DATA SECTION –
--- start ---

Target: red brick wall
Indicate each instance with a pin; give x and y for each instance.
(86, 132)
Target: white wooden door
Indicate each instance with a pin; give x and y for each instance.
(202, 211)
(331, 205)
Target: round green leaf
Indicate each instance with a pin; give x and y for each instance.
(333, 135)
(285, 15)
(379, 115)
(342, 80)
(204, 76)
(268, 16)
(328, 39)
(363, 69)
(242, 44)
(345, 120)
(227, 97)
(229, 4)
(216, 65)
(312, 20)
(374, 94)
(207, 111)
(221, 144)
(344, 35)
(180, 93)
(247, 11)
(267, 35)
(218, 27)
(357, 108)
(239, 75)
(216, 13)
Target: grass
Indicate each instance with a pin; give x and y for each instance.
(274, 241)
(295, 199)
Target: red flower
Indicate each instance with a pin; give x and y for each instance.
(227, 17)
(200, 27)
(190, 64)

--- end ---

TASK TO CARRY OUT – Rescale the material above by writing out every line again, including the lines that begin with "Target:" and "Indicate", with each x and y coordinate in the answers multiplied by 2.2 and rounded to the nearest whole number, halves rounding up.

ANSWER TO THE TASK –
Target: red brick wall
Indicate each instance with a pin; give x and y for each instance.
(189, 290)
Target: white wooden door
Indicate each instance with a pin; give x and y for each instance.
(444, 464)
(728, 451)
Target: round green leaf
Indicate each instance with a pin; give x and y for each instance.
(733, 297)
(627, 33)
(834, 253)
(752, 176)
(449, 167)
(590, 35)
(722, 86)
(799, 152)
(532, 97)
(759, 264)
(499, 213)
(504, 9)
(475, 143)
(686, 44)
(823, 207)
(455, 244)
(486, 317)
(757, 77)
(396, 205)
(543, 24)
(587, 77)
(480, 59)
(785, 238)
(526, 165)
(475, 29)
Target: grass
Indicate each instance with a pin; give x and y for each instance.
(603, 530)
(649, 438)
Target: red flower
Indicate each instance with a pin; give x and y for each instance.
(499, 37)
(440, 59)
(418, 141)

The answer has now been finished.